- What the exercise asks
Convert every line of the items below into a JSON list of strings, one string per line, and leave out any blank lines.

┄┄┄┄┄┄┄┄┄┄

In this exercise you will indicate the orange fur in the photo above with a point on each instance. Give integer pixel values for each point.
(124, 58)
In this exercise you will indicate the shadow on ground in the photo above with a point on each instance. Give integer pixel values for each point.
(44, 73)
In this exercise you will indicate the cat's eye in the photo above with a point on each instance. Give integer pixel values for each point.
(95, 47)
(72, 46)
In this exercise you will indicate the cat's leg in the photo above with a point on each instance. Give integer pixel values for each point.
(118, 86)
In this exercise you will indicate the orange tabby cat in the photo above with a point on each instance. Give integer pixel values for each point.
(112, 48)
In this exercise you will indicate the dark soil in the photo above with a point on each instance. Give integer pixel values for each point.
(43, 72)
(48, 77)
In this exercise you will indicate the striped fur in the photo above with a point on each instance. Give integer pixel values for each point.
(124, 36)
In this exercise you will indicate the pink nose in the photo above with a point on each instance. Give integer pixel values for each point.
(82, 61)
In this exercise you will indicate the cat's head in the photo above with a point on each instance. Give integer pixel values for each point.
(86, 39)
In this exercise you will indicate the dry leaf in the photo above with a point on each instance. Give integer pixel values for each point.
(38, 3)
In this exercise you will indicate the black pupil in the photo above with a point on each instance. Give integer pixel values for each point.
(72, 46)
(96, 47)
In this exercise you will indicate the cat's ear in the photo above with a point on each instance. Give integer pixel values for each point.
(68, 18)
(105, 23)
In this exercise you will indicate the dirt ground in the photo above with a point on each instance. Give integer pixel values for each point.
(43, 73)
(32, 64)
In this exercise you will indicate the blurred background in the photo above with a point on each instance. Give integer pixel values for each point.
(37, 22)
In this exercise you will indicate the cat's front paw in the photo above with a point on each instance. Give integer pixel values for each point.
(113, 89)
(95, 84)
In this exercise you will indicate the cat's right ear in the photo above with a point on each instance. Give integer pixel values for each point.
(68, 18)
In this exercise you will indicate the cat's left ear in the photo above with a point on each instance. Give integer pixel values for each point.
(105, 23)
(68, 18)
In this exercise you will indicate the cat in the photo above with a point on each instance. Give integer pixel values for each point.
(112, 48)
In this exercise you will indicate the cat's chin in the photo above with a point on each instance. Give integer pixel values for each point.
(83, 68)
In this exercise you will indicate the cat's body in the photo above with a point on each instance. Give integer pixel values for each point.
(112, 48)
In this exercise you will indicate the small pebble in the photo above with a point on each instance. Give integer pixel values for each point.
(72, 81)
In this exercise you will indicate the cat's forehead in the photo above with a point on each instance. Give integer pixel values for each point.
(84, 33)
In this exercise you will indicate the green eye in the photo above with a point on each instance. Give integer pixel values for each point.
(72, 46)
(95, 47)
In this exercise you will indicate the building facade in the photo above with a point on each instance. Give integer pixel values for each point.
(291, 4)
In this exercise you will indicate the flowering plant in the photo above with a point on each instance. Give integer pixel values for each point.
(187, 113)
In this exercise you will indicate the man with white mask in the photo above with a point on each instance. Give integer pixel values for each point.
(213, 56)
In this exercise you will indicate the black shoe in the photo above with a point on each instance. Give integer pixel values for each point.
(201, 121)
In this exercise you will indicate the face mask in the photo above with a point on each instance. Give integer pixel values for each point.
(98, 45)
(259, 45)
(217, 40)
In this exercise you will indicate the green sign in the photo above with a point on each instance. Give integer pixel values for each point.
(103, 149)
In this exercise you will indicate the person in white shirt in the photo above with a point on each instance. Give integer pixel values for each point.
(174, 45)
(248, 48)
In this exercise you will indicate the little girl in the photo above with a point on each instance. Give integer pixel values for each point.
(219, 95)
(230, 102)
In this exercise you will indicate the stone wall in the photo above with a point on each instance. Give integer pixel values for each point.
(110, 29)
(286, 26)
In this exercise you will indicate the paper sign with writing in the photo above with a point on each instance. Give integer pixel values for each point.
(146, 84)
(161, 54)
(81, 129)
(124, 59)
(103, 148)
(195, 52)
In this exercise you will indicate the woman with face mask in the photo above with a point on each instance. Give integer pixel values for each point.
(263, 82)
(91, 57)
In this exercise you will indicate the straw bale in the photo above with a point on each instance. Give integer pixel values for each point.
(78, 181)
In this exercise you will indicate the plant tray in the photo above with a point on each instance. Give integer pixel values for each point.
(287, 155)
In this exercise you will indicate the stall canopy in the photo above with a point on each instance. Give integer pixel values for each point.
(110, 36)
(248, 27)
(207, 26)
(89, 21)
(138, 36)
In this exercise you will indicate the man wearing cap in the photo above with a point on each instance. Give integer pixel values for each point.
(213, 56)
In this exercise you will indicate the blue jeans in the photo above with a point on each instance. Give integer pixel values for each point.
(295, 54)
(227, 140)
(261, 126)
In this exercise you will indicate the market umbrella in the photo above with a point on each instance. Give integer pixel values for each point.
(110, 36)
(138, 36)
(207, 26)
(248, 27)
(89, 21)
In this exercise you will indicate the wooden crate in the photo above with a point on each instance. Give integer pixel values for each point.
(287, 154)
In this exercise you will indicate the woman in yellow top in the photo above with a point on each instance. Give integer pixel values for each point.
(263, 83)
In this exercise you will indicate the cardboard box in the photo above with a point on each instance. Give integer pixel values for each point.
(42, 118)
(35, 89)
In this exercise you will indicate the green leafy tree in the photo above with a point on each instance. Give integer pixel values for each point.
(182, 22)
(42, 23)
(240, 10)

┄┄┄┄┄┄┄┄┄┄

- Reply to the task
[
  "In this exercise you will indicate the orange fur in the photo above with a point on each instance. Give integer pixel values for each point.",
  "(124, 58)",
  "In this exercise you will indicate the shadow on ground in the photo above with a point on each instance. Give integer pixel values for each point.",
  "(44, 73)",
  "In this exercise you will indicate the cat's eye in the photo above with a point on each instance. Give integer pixel values for each point.",
  "(95, 47)",
  "(72, 46)",
  "In this exercise you will indicate the cat's leg in the photo above with a point on each instance. Give integer pixel values for each point.",
  "(118, 86)",
  "In this exercise you will indicate the orange tabby cat in the photo above with a point on each instance. Give integer pixel values for each point.",
  "(112, 48)",
  "In this exercise you will indicate the dark soil in the photo above with a point on each instance. Give integer pixel values for each point.",
  "(43, 72)",
  "(48, 77)",
  "In this exercise you will indicate the striped fur in the photo above with a point on each instance. Give integer pixel values for each point.",
  "(124, 36)",
  "In this exercise you will indicate the pink nose in the photo above with a point on each instance. Give integer pixel values for each point.",
  "(82, 61)",
  "In this exercise you will indicate the cat's head in the photo above with a point on each instance. Give integer pixel values for each point.",
  "(86, 39)",
  "In this exercise you will indicate the dry leaf in the photo above with a point on each instance. Give integer pixel values for each point.",
  "(38, 3)",
  "In this exercise you will indicate the black pupil in the photo above with a point on each instance. Give integer pixel values for each point.",
  "(72, 46)",
  "(96, 47)",
  "In this exercise you will indicate the cat's ear in the photo above with a point on each instance. Give integer pixel values for each point.",
  "(68, 18)",
  "(105, 23)",
  "In this exercise you will indicate the dirt ground in the photo above with a point on each instance. Give integer pixel values for each point.",
  "(43, 73)",
  "(32, 64)",
  "In this exercise you will indicate the blurred background in the photo above with a point on each instance. Give integer pixel values for each point.",
  "(37, 22)",
  "In this exercise you will indicate the cat's front paw in the photo above with a point on each instance. Give integer pixel values for each point.",
  "(113, 89)",
  "(95, 84)",
  "In this exercise you will indicate the cat's right ear in the photo above with a point on each instance. Give integer pixel values for each point.",
  "(68, 18)",
  "In this exercise you will indicate the cat's left ear in the photo above with a point on each instance. Give integer pixel values for each point.",
  "(105, 23)",
  "(68, 18)",
  "In this exercise you will indicate the cat in the photo above with a point on each instance. Give integer pixel values for each point.",
  "(112, 48)",
  "In this exercise you will indicate the cat's chin in the photo above with a point on each instance. Give integer pixel values for each point.",
  "(83, 68)",
  "In this exercise you will indicate the cat's body in the photo above with a point on each instance. Give integer pixel values for each point.",
  "(112, 48)",
  "In this exercise you will indicate the small pebble in the photo above with a point on each instance. Give integer pixel values for each point.",
  "(72, 81)",
  "In this exercise you will indicate the cat's forehead in the photo above with a point on each instance. Give integer pixel values for each point.",
  "(84, 33)",
  "In this exercise you will indicate the green eye in the photo above with a point on each instance. Give integer pixel values for each point.",
  "(72, 46)",
  "(95, 47)",
  "In this exercise you will indicate the building facade in the photo above with a point on each instance. Give integer pixel values for each point.",
  "(291, 4)",
  "In this exercise you will indicate the flowering plant in the photo above with a point on each instance. Give integer pixel values for each point.",
  "(187, 113)",
  "In this exercise you will indicate the man with white mask in the photo above with a point on each instance. Give integer pixel values for each point.",
  "(213, 56)",
  "In this exercise you will indicate the black shoe in the photo above with a point on each instance. Give integer pixel values for each point.",
  "(201, 121)",
  "In this exercise you will indicate the face mask in the photo above with a point on each instance. Give integer pixel values for each point.",
  "(98, 45)",
  "(259, 45)",
  "(217, 40)",
  "In this exercise you will indicate the green sign in the photo above with a point on each instance. Give integer pixel values for each point.",
  "(103, 149)",
  "In this exercise you will indicate the person in white shirt in the photo above with a point on each instance. Give integer pixel values for each point.",
  "(174, 45)",
  "(248, 48)",
  "In this exercise you will indicate the little girl in the photo above with a point on each instance. Give integer pixel values for each point.",
  "(219, 95)",
  "(230, 102)",
  "In this exercise you will indicate the stone wall in the photo above with a point on each instance. Give integer pixel values for each point.",
  "(110, 29)",
  "(286, 26)",
  "In this exercise you will indicate the paper sign with writing in the photo above with a point on each instance. Give integer pixel values for each point.",
  "(146, 84)",
  "(161, 54)",
  "(81, 129)",
  "(124, 59)",
  "(103, 148)",
  "(195, 52)",
  "In this exercise you will indicate the woman with face mask in the photo above with a point on each instance. Give integer pixel values for each point.",
  "(263, 82)",
  "(91, 57)",
  "In this exercise you will indicate the straw bale in the photo above with a point on each instance. Give integer pixel values for each point.",
  "(78, 181)",
  "In this exercise you will indicate the plant tray in the photo above with a point on each instance. Give integer pixel values for each point.",
  "(287, 155)",
  "In this exercise you will indicate the stall canopy in the photo above with a point on each instance. Give integer pixel values for each point.",
  "(110, 36)",
  "(248, 27)",
  "(207, 26)",
  "(89, 21)",
  "(138, 36)",
  "In this exercise you will indicate the man wearing cap in the photo above with a point on each instance. Give integer pixel values for each point.",
  "(213, 56)",
  "In this exercise you will indicate the blue jeans in the photo above with a point on each instance. Give integer pixel values for each point.",
  "(295, 54)",
  "(227, 140)",
  "(261, 126)",
  "In this exercise you will indicate the market umbrella in the photo above with a point on each instance. Give integer pixel values for each point.",
  "(110, 36)",
  "(138, 36)",
  "(207, 26)",
  "(248, 27)",
  "(89, 21)",
  "In this exercise you will indicate the wooden crate in the photo above with a point on each instance. Give integer pixel values for each point.",
  "(287, 154)",
  "In this exercise you will indicate the woman in yellow top in the photo above with a point on each instance. Give integer pixel values for each point.",
  "(263, 83)",
  "In this exercise you will indicate the cardboard box in the photo above with a point on each instance. Give integer pixel values for each point.",
  "(42, 118)",
  "(35, 89)",
  "In this exercise you will indicate the green leafy tree in the photo above with a point on each instance. Give integer pixel values for each point.",
  "(182, 22)",
  "(42, 23)",
  "(240, 10)"
]